* Begin Supplied data *

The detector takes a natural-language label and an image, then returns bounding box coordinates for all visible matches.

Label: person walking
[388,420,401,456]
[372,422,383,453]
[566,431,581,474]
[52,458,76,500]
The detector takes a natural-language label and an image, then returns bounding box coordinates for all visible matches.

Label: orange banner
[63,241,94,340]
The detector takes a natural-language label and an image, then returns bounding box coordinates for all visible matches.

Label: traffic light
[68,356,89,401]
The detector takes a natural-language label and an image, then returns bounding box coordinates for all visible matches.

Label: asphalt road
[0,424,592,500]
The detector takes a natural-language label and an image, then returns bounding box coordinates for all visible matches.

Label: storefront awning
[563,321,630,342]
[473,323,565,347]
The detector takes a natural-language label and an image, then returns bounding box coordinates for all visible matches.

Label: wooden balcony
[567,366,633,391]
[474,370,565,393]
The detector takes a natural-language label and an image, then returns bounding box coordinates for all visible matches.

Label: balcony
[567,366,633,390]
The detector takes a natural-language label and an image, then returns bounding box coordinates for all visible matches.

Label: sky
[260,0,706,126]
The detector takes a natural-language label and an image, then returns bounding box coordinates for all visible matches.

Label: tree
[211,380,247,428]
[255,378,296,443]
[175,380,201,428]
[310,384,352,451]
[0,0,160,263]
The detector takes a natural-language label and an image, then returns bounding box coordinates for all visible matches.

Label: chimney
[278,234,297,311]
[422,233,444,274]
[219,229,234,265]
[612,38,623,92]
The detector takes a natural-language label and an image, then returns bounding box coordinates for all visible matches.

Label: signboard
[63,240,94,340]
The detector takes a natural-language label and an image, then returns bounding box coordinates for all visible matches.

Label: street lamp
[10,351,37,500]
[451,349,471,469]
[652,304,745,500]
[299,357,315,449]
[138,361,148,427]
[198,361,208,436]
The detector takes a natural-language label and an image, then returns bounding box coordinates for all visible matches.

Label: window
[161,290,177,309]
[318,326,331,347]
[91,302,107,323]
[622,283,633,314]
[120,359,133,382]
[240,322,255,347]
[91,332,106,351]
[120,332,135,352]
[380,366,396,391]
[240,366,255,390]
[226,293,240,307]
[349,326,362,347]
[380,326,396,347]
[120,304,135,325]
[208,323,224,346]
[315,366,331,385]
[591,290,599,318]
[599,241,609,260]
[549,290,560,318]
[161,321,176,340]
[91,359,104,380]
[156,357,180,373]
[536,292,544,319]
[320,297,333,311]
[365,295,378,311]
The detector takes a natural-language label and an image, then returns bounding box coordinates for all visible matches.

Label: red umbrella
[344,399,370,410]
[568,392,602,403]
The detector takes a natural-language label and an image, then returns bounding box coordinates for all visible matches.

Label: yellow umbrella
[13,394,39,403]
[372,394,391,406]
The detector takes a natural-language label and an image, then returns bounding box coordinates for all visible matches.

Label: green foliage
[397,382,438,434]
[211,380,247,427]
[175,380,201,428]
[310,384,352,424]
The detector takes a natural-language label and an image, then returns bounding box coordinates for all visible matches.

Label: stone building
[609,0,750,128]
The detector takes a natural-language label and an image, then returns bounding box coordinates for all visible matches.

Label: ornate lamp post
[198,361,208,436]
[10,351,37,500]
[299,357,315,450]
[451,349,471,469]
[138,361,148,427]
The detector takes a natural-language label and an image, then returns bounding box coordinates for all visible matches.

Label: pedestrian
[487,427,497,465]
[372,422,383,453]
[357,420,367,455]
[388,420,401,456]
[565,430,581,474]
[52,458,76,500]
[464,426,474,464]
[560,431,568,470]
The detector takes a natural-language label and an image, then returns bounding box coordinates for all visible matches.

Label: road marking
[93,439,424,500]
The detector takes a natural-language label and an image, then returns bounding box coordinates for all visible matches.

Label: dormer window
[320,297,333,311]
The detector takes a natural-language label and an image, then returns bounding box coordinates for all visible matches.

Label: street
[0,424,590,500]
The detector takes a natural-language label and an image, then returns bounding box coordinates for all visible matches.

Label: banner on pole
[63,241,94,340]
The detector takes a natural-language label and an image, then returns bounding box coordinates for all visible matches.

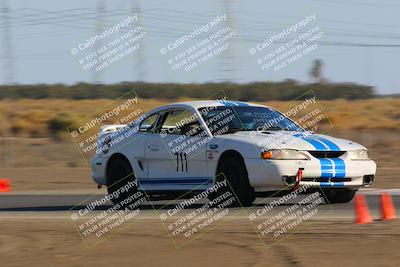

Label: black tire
[107,159,137,208]
[212,157,256,207]
[323,189,357,204]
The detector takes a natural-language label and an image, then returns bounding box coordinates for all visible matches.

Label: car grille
[308,151,346,159]
[301,178,351,182]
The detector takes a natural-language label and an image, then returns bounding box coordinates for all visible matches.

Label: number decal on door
[175,152,188,172]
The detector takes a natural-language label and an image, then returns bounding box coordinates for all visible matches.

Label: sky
[0,0,400,94]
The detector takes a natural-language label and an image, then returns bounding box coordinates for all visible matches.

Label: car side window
[139,113,158,133]
[160,109,203,136]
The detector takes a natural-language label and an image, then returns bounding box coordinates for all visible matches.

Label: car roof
[154,100,266,109]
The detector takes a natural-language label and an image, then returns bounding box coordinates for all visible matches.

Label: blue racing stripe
[319,159,333,178]
[315,136,340,151]
[139,177,213,185]
[319,182,344,187]
[331,158,346,178]
[293,134,346,178]
[293,134,326,151]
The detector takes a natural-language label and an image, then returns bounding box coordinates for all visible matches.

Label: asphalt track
[0,189,400,220]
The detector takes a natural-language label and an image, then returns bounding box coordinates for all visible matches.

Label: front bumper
[246,158,376,192]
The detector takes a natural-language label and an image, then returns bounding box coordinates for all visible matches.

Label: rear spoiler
[100,124,126,135]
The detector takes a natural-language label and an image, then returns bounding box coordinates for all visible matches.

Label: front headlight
[261,149,310,160]
[347,149,368,160]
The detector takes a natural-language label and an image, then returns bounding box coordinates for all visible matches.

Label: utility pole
[1,0,16,84]
[0,0,16,167]
[219,0,238,82]
[132,0,147,81]
[93,0,107,83]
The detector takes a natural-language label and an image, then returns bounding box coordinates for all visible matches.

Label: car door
[145,108,212,191]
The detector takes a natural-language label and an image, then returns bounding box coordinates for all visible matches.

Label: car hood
[220,131,365,151]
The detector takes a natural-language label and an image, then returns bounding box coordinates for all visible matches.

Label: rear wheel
[107,159,137,208]
[323,189,357,204]
[216,157,256,206]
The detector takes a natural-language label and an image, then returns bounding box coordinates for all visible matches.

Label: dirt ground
[0,218,400,267]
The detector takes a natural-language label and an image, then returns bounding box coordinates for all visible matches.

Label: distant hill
[0,80,376,101]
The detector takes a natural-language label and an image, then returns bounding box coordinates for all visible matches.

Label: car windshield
[199,106,304,135]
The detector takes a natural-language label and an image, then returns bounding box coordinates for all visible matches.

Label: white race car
[91,100,376,206]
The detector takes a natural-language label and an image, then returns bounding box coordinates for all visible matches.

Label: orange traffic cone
[0,179,11,193]
[381,193,396,220]
[354,195,372,224]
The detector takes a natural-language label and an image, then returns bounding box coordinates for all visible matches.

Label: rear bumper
[246,158,376,192]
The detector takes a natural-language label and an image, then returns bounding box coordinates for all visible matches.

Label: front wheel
[107,159,137,208]
[214,157,256,207]
[323,189,357,204]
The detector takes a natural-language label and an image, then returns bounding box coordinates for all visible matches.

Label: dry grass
[0,99,400,137]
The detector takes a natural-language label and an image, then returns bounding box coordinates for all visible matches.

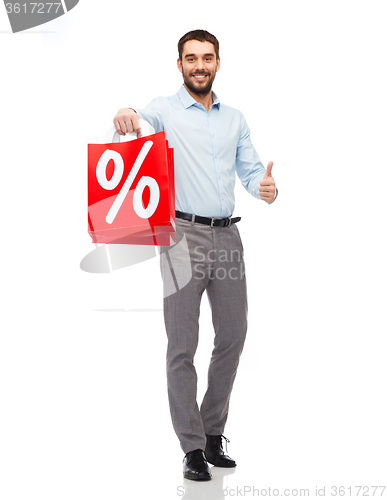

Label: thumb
[264,161,273,179]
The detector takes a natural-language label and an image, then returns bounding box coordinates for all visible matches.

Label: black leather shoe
[183,449,212,481]
[204,434,236,467]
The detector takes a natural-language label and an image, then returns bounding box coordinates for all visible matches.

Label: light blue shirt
[135,85,276,217]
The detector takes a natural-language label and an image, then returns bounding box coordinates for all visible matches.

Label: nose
[196,57,205,71]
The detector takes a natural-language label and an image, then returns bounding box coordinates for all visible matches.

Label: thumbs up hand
[259,161,276,203]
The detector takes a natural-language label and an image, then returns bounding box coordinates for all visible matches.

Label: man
[114,30,277,480]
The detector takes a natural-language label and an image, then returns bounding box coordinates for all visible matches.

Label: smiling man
[114,30,277,481]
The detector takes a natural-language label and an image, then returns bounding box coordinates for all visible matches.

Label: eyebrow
[184,54,215,59]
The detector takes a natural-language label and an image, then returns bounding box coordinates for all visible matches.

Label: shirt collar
[177,84,220,109]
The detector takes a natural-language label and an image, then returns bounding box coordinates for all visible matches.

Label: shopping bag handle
[105,118,155,143]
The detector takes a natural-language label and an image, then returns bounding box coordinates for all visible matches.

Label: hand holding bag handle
[105,118,155,143]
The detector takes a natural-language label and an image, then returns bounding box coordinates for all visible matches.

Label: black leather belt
[176,210,241,227]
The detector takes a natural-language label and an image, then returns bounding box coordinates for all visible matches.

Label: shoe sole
[207,458,236,469]
[183,474,212,481]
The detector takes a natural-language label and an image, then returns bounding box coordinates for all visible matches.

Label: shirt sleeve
[236,113,266,200]
[132,97,165,132]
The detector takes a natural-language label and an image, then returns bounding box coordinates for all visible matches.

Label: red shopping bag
[88,120,176,246]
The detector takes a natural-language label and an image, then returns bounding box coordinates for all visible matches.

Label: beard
[183,68,216,96]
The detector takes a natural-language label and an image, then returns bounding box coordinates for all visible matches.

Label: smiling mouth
[192,74,208,82]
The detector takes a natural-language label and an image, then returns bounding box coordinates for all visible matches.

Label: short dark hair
[177,30,219,61]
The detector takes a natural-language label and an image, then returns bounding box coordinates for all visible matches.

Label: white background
[0,0,387,500]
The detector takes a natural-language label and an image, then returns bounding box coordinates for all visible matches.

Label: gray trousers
[160,219,247,453]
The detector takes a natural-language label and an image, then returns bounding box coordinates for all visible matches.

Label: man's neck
[184,84,213,111]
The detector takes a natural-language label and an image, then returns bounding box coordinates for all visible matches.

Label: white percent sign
[96,141,160,224]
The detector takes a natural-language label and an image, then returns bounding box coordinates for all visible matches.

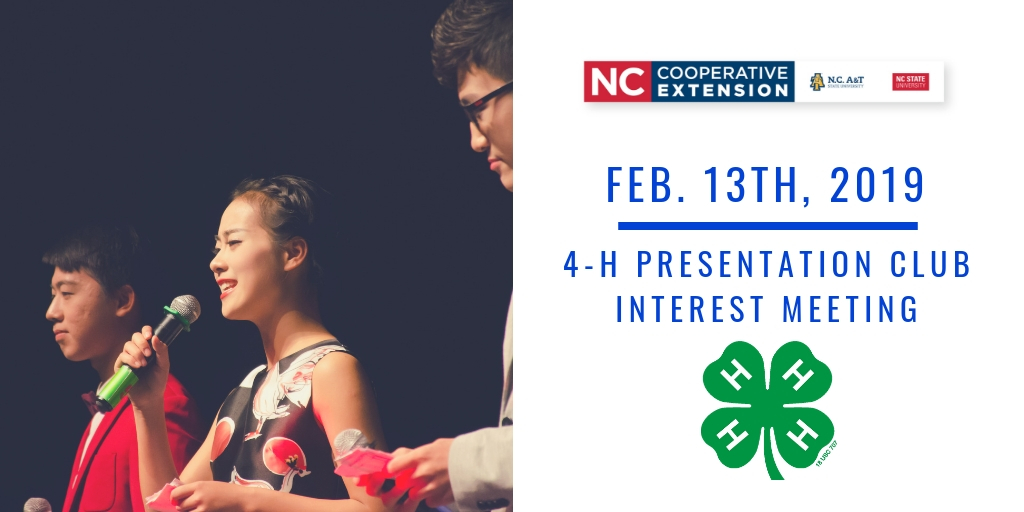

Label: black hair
[431,0,512,87]
[43,224,159,317]
[231,174,338,289]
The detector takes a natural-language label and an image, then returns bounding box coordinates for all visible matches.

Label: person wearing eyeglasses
[357,0,512,512]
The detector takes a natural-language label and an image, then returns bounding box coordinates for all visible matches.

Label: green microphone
[96,295,200,413]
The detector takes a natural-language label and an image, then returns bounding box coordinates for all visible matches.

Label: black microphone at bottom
[23,498,53,512]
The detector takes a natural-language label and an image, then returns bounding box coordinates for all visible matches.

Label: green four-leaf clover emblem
[700,341,836,480]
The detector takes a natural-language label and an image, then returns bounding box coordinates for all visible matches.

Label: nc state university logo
[583,61,651,102]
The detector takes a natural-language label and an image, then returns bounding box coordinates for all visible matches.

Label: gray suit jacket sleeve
[449,301,513,512]
[449,425,512,512]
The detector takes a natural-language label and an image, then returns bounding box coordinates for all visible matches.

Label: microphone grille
[334,428,373,457]
[25,498,53,512]
[171,295,200,324]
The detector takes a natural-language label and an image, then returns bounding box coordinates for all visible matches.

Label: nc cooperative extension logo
[584,60,796,102]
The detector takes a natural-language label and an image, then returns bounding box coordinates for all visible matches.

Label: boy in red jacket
[43,226,205,512]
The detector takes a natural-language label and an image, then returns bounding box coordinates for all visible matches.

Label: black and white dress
[210,340,348,500]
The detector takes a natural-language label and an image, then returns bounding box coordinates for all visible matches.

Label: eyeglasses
[462,82,512,133]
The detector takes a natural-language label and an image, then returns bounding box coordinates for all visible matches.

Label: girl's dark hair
[430,0,512,88]
[231,174,337,288]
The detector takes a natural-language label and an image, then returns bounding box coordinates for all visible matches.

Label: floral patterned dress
[210,340,348,500]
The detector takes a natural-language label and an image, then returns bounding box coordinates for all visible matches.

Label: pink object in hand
[334,447,393,476]
[145,478,181,512]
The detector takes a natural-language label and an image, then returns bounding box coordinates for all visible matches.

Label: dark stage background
[0,0,512,510]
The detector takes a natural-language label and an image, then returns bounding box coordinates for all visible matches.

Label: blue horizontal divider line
[618,222,918,231]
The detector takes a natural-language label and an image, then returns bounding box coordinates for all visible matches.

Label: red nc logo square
[583,60,651,101]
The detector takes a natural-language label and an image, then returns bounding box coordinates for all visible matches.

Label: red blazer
[63,375,207,512]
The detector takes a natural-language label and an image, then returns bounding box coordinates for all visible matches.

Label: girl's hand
[171,481,253,512]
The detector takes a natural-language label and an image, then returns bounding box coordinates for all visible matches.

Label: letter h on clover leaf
[700,341,836,480]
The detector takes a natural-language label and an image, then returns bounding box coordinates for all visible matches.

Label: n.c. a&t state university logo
[700,341,836,480]
[811,73,825,91]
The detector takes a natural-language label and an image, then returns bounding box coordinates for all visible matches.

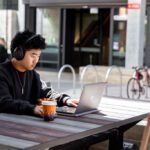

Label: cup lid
[42,101,57,105]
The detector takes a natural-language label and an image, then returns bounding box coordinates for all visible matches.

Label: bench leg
[109,129,123,150]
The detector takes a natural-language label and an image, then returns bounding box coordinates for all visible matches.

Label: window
[112,7,127,66]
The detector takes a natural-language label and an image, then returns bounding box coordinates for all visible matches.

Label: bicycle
[127,67,150,99]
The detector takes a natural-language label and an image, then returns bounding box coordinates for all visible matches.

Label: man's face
[21,49,41,70]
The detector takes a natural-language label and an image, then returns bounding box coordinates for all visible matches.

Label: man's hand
[34,105,43,117]
[66,99,79,107]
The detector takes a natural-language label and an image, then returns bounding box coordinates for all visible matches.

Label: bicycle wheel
[127,78,141,99]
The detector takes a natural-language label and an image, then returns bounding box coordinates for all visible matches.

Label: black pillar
[25,4,36,32]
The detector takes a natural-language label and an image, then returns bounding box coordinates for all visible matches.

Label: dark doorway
[65,8,110,68]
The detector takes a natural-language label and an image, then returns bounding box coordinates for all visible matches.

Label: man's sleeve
[0,76,35,115]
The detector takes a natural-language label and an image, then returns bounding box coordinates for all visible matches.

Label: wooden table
[0,97,150,150]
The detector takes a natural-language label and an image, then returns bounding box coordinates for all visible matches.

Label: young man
[0,31,77,116]
[0,37,9,63]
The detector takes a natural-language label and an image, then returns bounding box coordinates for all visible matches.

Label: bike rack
[105,66,122,97]
[80,65,98,87]
[58,64,76,93]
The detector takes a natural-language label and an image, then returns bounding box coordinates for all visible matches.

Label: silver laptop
[57,82,106,116]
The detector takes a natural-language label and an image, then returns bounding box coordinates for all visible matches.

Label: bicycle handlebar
[132,66,148,71]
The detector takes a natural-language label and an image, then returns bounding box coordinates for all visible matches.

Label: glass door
[38,8,60,68]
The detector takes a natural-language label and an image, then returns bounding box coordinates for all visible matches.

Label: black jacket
[0,61,69,115]
[0,45,9,63]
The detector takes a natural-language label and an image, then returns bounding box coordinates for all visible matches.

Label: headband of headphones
[12,34,39,60]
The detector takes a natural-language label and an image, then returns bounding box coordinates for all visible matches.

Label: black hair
[11,30,46,54]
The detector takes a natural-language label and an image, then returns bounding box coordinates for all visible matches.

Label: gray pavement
[37,69,150,101]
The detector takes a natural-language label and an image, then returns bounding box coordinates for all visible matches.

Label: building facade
[0,0,150,68]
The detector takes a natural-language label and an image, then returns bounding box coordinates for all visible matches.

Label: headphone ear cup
[13,47,24,60]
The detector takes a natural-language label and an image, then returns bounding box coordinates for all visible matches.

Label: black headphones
[12,34,39,60]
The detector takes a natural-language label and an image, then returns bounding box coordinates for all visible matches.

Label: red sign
[128,3,141,9]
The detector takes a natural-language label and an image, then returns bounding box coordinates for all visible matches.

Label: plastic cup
[42,101,56,121]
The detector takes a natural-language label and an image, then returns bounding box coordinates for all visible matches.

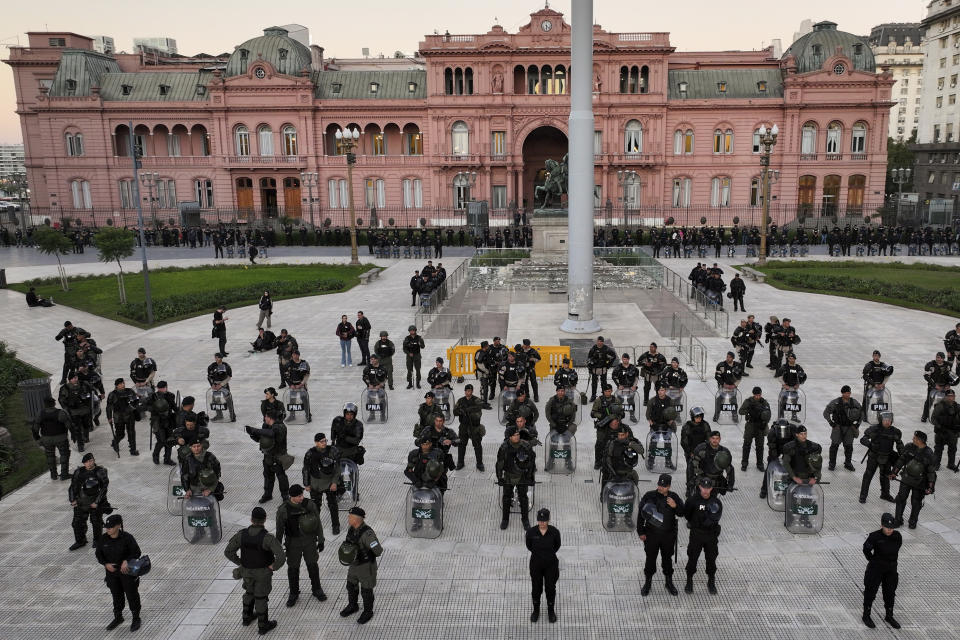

* End Supplied data *

◆ What to produce:
Please count the lines of the material above that contain the string "pole", and reply with that number alone.

◆ Task output:
2